All of the data below is to be copied again without changes.

### Records for the task

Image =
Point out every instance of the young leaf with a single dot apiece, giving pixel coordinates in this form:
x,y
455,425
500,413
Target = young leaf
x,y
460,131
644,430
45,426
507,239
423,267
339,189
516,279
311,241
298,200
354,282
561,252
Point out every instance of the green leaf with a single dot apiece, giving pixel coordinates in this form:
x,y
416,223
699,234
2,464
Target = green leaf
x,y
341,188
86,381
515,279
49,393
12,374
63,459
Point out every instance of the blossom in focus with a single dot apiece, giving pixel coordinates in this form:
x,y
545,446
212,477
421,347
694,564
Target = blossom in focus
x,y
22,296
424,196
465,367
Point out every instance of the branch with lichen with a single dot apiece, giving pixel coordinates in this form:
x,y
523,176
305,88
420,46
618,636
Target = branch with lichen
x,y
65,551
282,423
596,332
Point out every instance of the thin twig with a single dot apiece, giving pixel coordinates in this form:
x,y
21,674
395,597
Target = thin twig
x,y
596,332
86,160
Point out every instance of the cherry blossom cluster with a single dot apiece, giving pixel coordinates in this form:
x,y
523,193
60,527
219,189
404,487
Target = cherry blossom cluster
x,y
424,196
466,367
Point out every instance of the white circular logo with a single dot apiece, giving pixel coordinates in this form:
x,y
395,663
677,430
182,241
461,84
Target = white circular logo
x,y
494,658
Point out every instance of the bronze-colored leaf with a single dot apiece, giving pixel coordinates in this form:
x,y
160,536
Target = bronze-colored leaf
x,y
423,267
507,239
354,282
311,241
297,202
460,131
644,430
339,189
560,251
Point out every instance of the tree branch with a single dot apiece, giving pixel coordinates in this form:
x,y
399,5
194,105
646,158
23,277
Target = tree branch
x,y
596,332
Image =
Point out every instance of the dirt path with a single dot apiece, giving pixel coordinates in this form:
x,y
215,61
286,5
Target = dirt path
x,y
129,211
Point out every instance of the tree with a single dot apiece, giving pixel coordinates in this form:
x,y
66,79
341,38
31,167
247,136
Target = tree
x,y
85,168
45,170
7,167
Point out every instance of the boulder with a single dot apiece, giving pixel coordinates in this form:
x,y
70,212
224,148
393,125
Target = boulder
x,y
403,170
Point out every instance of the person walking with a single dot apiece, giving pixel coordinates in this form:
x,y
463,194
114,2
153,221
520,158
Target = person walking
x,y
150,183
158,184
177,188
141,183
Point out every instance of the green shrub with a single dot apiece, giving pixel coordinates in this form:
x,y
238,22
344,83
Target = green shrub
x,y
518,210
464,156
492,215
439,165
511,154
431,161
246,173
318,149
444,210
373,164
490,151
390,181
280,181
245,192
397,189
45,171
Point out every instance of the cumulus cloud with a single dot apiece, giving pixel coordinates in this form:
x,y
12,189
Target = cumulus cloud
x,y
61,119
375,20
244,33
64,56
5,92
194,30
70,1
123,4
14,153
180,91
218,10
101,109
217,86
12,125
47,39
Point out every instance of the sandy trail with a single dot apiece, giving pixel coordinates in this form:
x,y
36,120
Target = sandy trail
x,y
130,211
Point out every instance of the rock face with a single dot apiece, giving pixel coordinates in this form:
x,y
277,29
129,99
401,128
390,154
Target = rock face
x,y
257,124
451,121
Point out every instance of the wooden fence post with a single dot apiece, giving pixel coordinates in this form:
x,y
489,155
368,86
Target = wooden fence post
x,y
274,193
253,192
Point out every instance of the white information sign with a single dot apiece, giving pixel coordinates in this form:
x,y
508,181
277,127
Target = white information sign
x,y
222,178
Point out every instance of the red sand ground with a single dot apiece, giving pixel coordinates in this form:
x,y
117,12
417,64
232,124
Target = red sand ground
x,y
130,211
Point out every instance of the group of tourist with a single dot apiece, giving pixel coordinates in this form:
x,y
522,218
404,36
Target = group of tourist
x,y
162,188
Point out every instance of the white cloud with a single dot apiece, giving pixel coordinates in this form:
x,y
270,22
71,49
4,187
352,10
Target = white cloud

######

**Expected answer:**
Image =
Point out every instance of the young leaf with a single dot apiece, giving pixel coordinates in this form:
x,y
455,425
500,413
Target = young leaf
x,y
460,131
644,430
45,426
507,239
423,267
339,189
516,279
311,241
298,200
354,282
561,252
Point out every instance of the green leaf with a single dot apiece, giving pixel coordinates in this form:
x,y
416,223
699,234
2,464
Target = green leaf
x,y
341,188
86,381
515,279
49,393
12,374
63,459
Point out every instance of the blossom in focus with a single dot apiece, giving pixel coordinates in this form:
x,y
545,446
212,477
421,347
694,564
Target = blossom in focus
x,y
22,296
424,196
465,367
Point out every instance of the branch with lichen with a single dot apiece, giving pixel coordinates in this form:
x,y
523,176
305,88
420,46
618,636
Target = branch with lichen
x,y
65,551
282,423
596,332
Point out every instance of the thin twig with a single dot apiece, giving pixel coordinates in this form:
x,y
21,674
395,597
Target = thin twig
x,y
596,332
86,160
Point out every instance of the cherry blossom cluster with a single dot apiece, giving pixel coordinates in this form:
x,y
523,193
60,527
219,189
404,487
Target = cherry blossom cluster
x,y
424,196
466,367
Point out every instance of the white circular logo with a single dot apiece, giving pixel coordinates in this form:
x,y
395,663
677,430
182,241
461,84
Target = white circular logo
x,y
494,658
Point out every instance of the bronze-colored leaf with a single dot apiece, giving pixel coordinates in this form:
x,y
160,536
Target = bronze-colored leaf
x,y
423,267
507,239
354,282
311,241
297,202
460,131
644,430
339,189
560,251
Point out every instance of the tree branch with a single dot apiece, giving pixel coordinates in this form:
x,y
399,5
194,105
646,158
23,277
Target = tree branch
x,y
596,332
Image =
Point out every instance of the dirt path with a single dot apiece, giving pixel coordinates in this form:
x,y
215,61
286,5
Target = dirt path
x,y
129,211
Point out every instance of the tree with a single dot apiece, giving pixel coordinates in this form:
x,y
66,79
341,38
31,167
247,136
Target = tree
x,y
85,168
45,170
7,167
Point out every instance of the boulder with a single dot apiece, giving pixel coordinates in this form:
x,y
70,212
224,148
393,125
Target = boulder
x,y
403,170
Point out every instance of the person walking with a single dot apiece, giving pixel coordinates in this form:
x,y
463,194
114,2
153,221
520,158
Target = person walking
x,y
150,183
158,184
177,188
141,183
Point out every instance of the green shrub with a single dot apiece, giving pixel coordinates in this form:
x,y
238,22
344,83
Target = green shrub
x,y
518,210
464,156
492,215
439,165
511,154
431,161
246,173
318,149
444,210
373,164
490,151
390,181
280,181
245,192
397,189
45,171
Point out every instance of the cumulus cloud with a single dot apiece, giving pixel coordinates in this form:
x,y
12,189
Target = cumulus cloud
x,y
61,119
375,20
244,33
64,56
5,92
194,30
70,1
123,4
14,153
180,91
218,10
101,109
217,86
12,125
47,39
Point out every instance of the sandy trail with a single dot apiece, giving pixel coordinates in this form:
x,y
36,120
Target = sandy trail
x,y
130,211
Point out every instance of the rock face with a single dot apiece, giving pixel coordinates in this form:
x,y
277,29
129,99
401,128
390,154
Target = rock face
x,y
257,124
451,121
Point out every instance of the wooden fence post with a single dot apiece, giving pixel coordinates in this form:
x,y
489,155
368,86
Target = wooden fence post
x,y
274,193
253,192
Point out every instance of the white information sign with a single dot apiece, giving pixel coordinates in this form:
x,y
508,181
277,127
Target = white information sign
x,y
222,178
Point out every instance of the red sand ground with a single dot apiece, giving pixel coordinates in this form:
x,y
117,12
417,64
232,124
Target = red sand ground
x,y
130,211
Point out every instance of the group of tourist with a single dot apiece, giving pixel coordinates in this form:
x,y
522,218
404,36
Target = group of tourist
x,y
162,188
Point out every instance of the white cloud with a single dot apiece, giving pixel coordinates in this form:
x,y
270,22
71,49
4,187
352,10
Target = white cloud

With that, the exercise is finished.